— Start —
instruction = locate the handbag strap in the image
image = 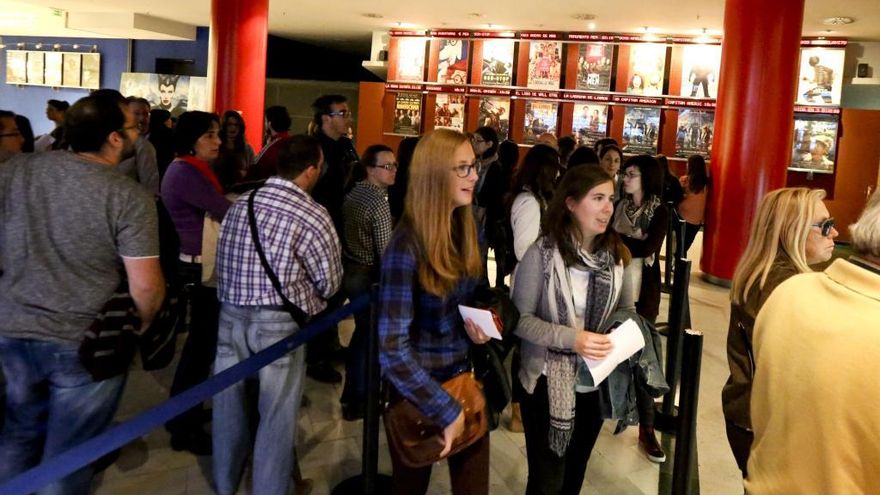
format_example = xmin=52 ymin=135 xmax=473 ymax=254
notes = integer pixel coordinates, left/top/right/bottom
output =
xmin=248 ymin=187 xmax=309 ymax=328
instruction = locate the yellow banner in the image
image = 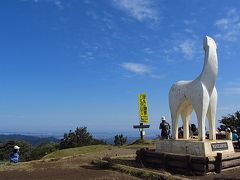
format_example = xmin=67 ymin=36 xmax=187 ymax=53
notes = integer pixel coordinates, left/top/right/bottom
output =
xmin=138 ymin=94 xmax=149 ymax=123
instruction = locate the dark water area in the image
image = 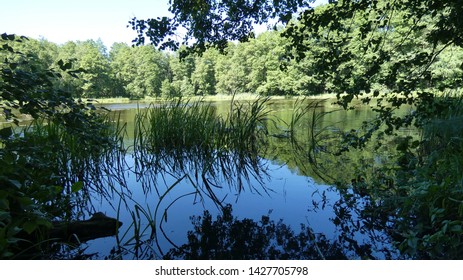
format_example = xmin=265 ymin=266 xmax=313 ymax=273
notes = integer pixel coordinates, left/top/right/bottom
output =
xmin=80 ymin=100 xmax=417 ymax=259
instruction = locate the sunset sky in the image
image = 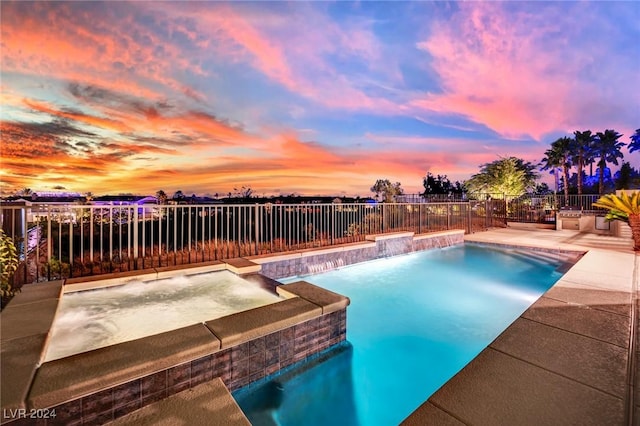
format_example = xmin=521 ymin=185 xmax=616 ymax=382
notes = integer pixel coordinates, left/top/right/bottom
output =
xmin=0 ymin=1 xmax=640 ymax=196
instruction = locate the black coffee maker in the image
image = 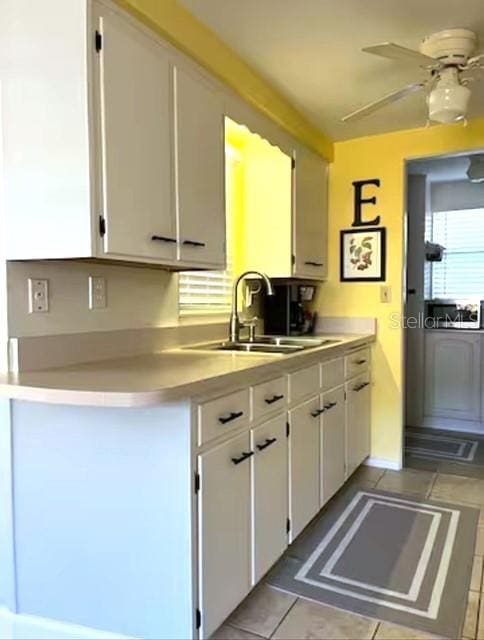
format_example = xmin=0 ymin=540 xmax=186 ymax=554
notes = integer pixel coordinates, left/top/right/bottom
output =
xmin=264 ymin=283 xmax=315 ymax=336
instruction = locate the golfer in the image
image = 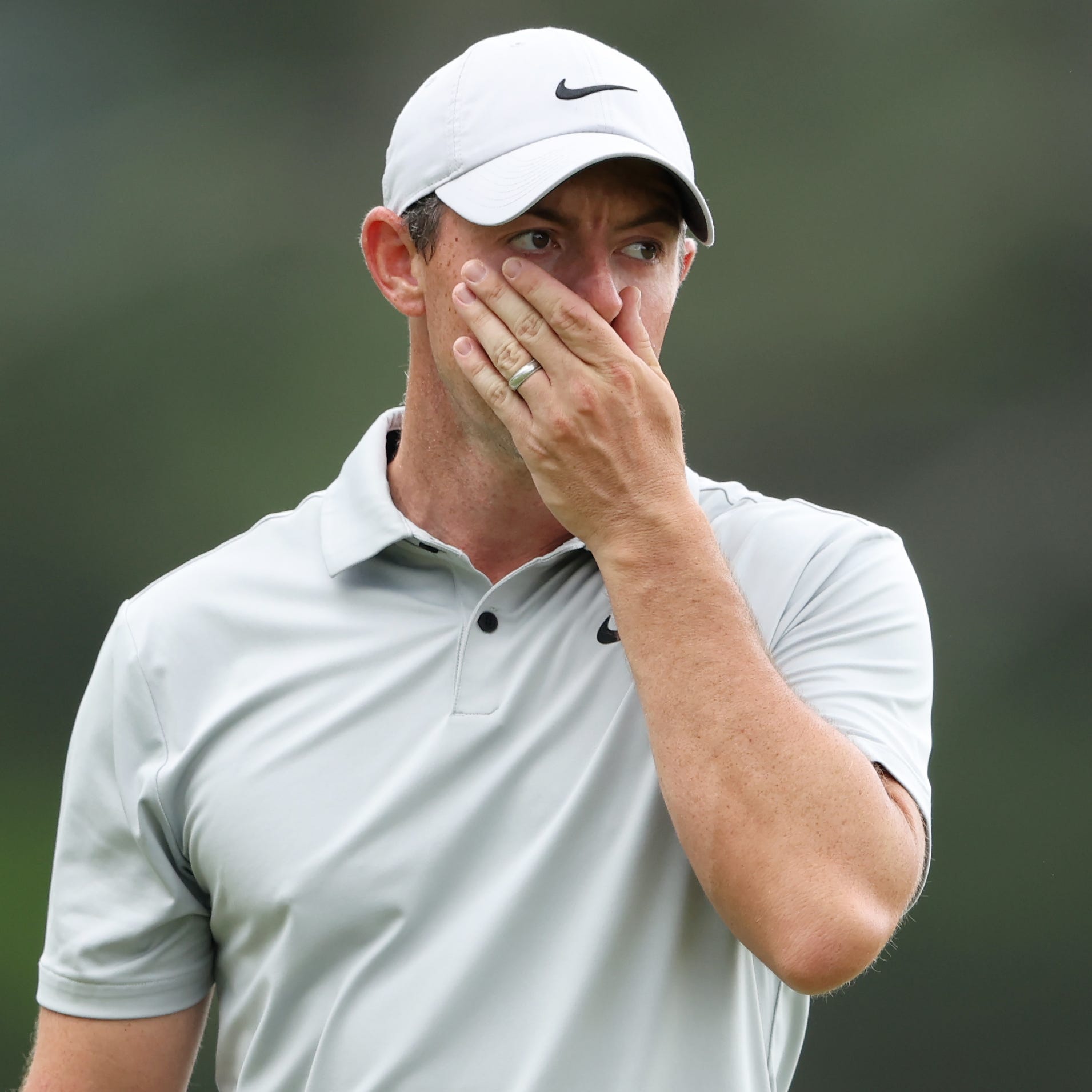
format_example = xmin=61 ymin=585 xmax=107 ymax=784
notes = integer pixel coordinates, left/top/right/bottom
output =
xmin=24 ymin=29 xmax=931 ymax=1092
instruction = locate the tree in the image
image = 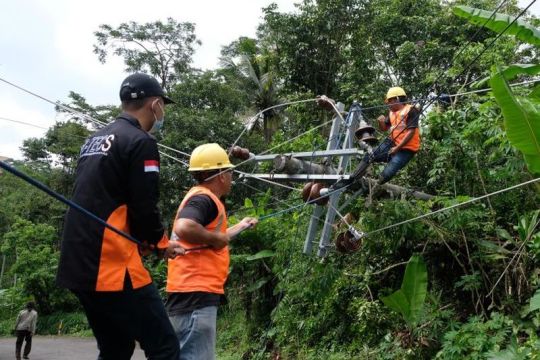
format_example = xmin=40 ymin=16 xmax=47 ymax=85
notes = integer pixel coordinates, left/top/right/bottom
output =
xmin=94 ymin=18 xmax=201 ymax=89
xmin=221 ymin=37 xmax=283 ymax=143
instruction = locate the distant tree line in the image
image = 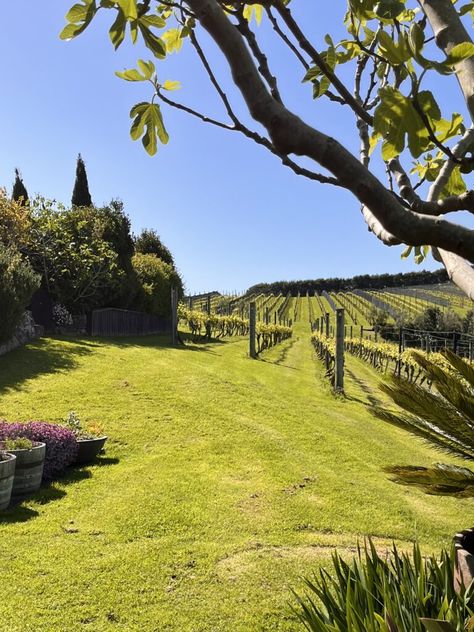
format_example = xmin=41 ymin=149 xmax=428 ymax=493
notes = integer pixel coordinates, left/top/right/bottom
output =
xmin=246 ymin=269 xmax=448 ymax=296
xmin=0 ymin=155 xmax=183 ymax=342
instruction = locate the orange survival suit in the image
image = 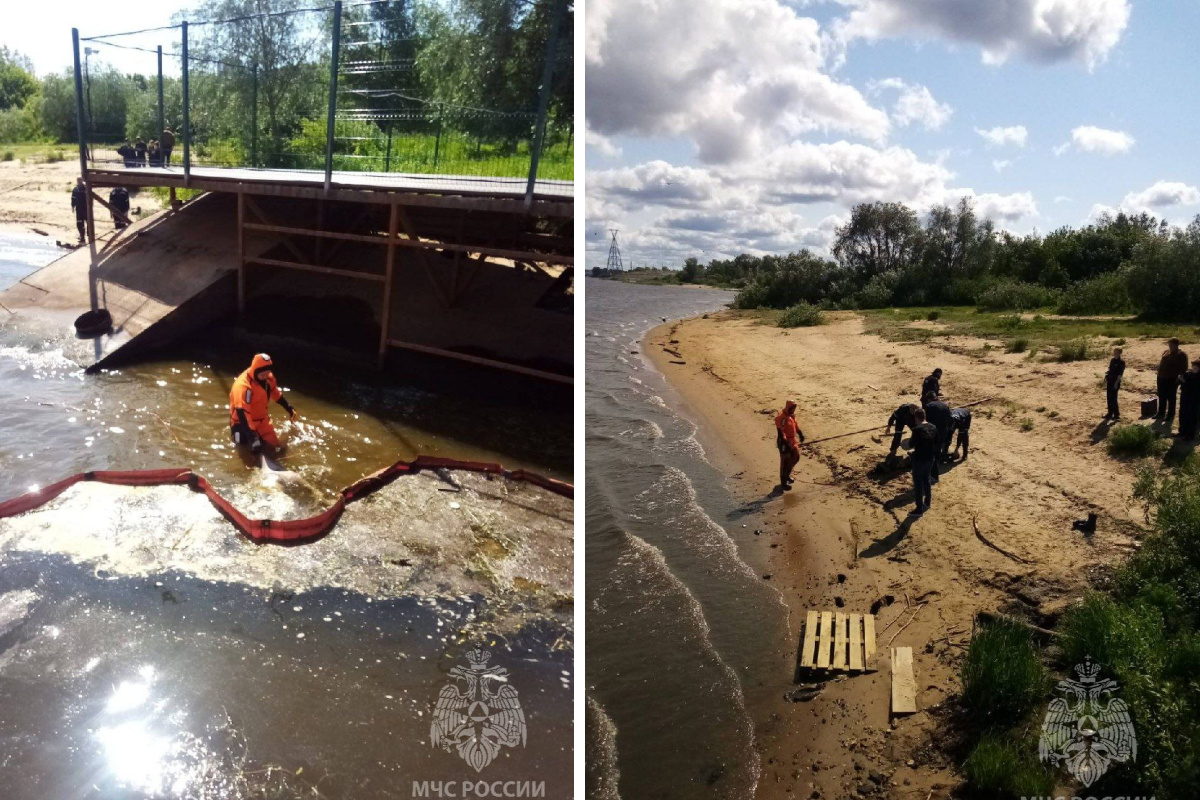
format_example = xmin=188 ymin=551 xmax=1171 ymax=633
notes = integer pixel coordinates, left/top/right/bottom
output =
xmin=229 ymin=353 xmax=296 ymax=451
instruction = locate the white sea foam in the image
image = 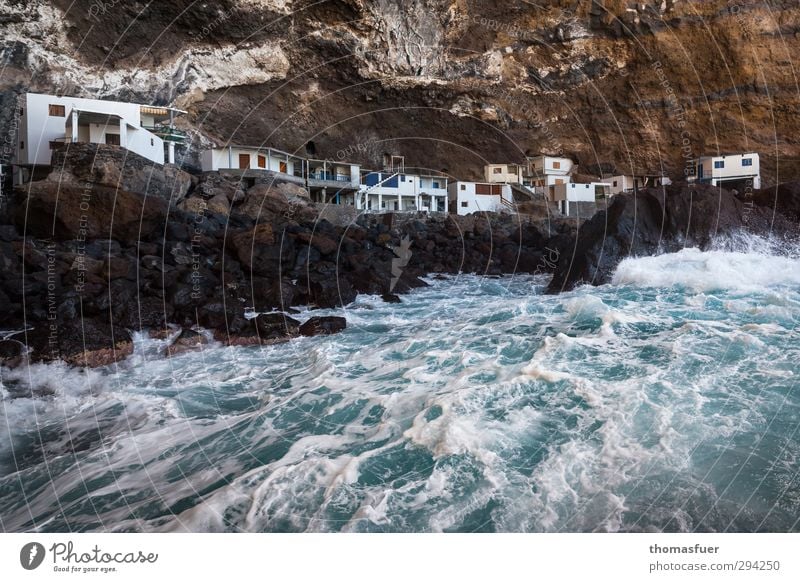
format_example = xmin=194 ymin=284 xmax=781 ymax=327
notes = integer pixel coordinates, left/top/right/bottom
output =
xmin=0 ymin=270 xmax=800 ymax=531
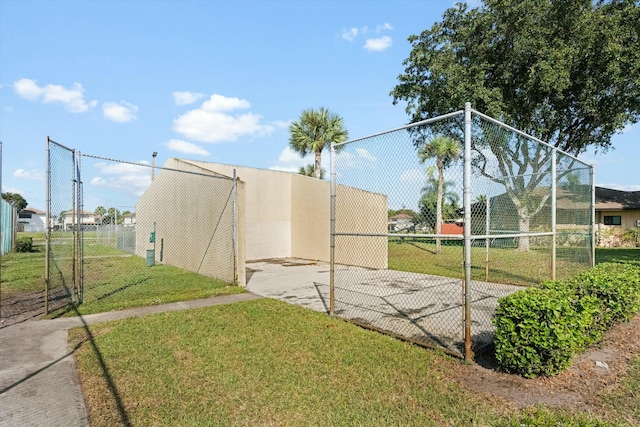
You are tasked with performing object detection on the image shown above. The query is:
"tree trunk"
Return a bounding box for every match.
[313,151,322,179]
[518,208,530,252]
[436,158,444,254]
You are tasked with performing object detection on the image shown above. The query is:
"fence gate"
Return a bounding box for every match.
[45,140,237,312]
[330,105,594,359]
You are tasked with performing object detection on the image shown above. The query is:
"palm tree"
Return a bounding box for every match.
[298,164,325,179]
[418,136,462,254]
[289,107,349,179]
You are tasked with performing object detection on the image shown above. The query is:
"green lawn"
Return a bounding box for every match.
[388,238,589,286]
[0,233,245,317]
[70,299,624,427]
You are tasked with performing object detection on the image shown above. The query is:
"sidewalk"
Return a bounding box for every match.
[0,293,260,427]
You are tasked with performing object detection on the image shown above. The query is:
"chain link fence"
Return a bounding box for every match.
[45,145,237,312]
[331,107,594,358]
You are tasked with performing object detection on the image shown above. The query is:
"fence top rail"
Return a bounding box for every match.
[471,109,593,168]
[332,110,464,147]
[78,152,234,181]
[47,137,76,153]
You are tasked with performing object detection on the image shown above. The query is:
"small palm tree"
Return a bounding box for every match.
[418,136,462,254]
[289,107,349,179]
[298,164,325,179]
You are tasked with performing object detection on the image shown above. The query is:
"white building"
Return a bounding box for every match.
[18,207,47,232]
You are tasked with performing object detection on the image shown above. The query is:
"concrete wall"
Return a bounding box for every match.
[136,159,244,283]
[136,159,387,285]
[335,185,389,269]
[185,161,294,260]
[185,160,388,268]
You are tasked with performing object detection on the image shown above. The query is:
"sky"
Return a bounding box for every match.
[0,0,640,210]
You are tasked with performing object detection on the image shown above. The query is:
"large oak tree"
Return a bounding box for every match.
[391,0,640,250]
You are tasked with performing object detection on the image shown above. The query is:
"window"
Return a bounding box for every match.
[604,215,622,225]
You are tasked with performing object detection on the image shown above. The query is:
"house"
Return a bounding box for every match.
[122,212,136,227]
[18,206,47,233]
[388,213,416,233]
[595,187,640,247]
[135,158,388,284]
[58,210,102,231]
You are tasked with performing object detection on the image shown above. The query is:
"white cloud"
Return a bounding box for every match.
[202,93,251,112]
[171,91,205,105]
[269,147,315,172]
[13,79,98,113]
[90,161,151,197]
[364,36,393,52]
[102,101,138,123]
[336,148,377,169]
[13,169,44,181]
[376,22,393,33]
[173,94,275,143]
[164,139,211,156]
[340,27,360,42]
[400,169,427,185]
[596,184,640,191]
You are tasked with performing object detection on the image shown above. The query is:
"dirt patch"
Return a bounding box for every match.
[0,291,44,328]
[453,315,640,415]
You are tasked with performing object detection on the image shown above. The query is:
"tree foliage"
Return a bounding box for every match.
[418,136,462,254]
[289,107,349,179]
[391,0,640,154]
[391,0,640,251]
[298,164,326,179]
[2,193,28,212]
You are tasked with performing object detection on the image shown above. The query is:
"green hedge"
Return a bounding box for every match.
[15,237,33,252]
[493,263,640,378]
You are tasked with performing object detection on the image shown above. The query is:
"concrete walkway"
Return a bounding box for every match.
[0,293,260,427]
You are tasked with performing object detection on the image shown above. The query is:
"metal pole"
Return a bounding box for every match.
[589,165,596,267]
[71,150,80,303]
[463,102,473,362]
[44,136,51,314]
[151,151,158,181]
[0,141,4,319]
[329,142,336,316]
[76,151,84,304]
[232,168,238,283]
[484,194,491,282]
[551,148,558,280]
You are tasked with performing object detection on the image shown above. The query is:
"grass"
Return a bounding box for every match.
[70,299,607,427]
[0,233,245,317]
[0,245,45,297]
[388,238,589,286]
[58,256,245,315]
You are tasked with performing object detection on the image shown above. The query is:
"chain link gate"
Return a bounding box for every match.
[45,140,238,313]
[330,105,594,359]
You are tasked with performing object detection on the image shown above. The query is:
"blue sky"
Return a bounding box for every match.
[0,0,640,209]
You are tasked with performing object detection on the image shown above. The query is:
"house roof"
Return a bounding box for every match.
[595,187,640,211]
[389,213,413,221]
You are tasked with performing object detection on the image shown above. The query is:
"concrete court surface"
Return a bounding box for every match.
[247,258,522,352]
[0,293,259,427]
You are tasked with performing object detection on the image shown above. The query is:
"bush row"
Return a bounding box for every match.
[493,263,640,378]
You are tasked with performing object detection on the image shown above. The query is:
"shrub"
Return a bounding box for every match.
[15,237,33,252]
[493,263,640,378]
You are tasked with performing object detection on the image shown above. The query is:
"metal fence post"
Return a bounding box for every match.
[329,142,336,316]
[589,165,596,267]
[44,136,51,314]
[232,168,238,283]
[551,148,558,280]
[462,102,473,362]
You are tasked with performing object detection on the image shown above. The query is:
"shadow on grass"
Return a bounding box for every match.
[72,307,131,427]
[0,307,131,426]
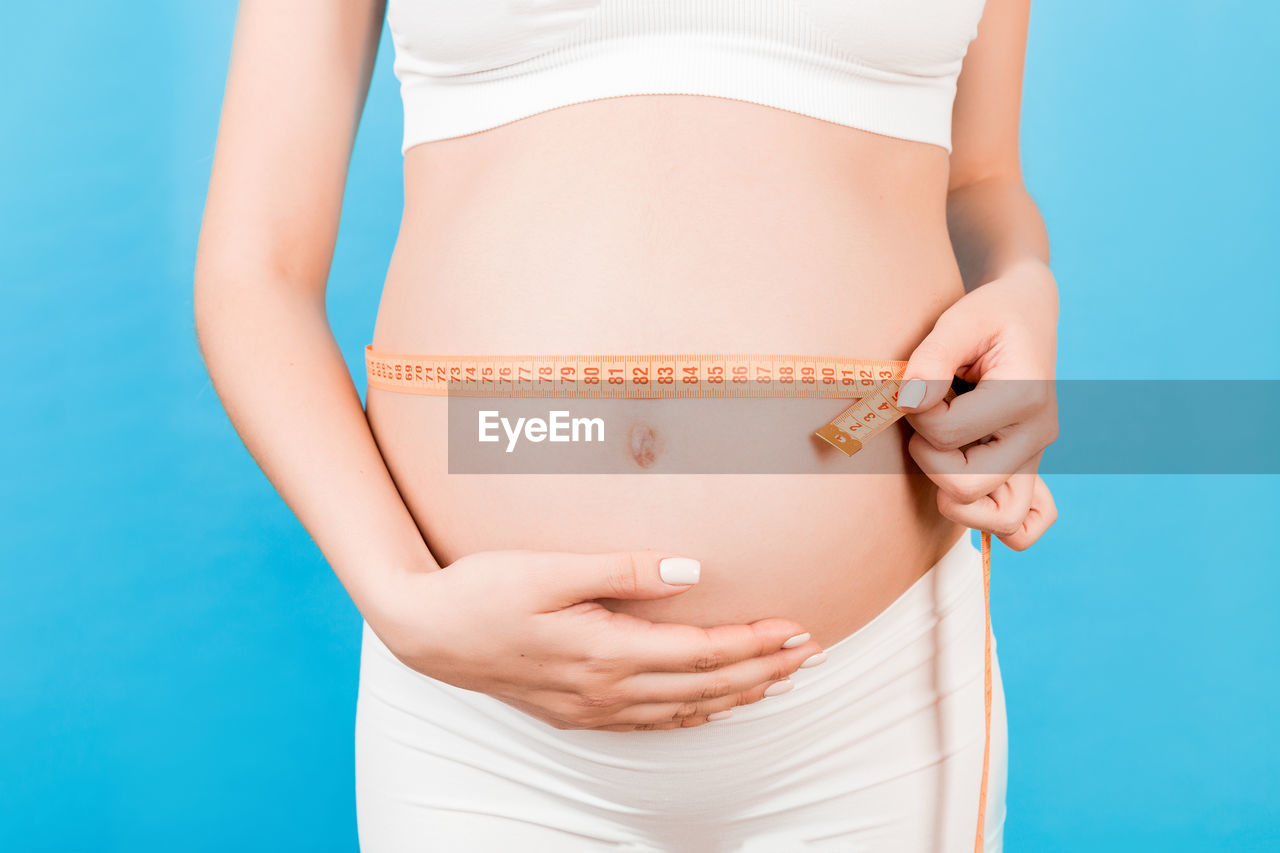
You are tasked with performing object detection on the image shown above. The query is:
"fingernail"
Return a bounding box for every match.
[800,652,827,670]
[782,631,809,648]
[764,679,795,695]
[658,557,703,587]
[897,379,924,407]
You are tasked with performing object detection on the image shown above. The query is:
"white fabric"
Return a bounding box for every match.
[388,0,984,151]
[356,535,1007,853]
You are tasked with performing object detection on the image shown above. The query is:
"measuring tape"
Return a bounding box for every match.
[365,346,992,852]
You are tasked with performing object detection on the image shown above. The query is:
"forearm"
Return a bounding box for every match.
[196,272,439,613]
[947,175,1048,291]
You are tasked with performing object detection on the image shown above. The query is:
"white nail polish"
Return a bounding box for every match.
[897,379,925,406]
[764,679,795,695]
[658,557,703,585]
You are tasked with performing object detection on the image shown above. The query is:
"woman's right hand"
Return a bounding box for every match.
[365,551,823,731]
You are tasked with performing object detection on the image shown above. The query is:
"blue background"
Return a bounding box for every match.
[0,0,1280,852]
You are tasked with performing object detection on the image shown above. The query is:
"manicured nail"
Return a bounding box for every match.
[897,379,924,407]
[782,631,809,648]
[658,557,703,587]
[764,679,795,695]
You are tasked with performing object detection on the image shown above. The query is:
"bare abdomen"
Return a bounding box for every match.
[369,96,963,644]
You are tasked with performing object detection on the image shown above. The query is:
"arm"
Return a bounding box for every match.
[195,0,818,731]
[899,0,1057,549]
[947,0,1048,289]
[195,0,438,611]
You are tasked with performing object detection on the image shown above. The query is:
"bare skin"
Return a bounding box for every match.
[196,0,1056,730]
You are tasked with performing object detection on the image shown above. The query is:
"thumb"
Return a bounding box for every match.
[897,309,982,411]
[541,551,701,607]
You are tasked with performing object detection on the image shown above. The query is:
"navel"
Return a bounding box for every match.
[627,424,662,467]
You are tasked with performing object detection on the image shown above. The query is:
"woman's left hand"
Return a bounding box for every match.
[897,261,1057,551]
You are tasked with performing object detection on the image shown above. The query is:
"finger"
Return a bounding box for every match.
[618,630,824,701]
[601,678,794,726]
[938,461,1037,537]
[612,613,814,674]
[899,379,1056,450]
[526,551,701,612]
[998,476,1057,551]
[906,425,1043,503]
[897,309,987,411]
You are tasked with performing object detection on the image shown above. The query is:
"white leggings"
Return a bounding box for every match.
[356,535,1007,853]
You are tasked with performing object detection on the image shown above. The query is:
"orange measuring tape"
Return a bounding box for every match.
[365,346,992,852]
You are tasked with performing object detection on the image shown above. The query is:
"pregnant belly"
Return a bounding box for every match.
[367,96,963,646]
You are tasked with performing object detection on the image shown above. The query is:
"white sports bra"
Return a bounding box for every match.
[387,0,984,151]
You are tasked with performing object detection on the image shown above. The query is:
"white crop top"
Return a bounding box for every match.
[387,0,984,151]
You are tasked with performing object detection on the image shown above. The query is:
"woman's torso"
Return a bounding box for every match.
— End —
**GIVEN INSTRUCTION**
Rename "handbag strap" to "shoulder strap" in everything from the start of the data down to the line containing "xmin=248 ymin=187 xmax=309 ymax=328", keeping all else unchanged and leaving the pictures out of your answer.

**WRITTEN REPLY**
instruction = locate the shoulder strap in the image
image = 
format_example = xmin=52 ymin=135 xmax=473 ymax=254
notes = integer pixel coordinates, left/top/right/bottom
output =
xmin=248 ymin=187 xmax=309 ymax=328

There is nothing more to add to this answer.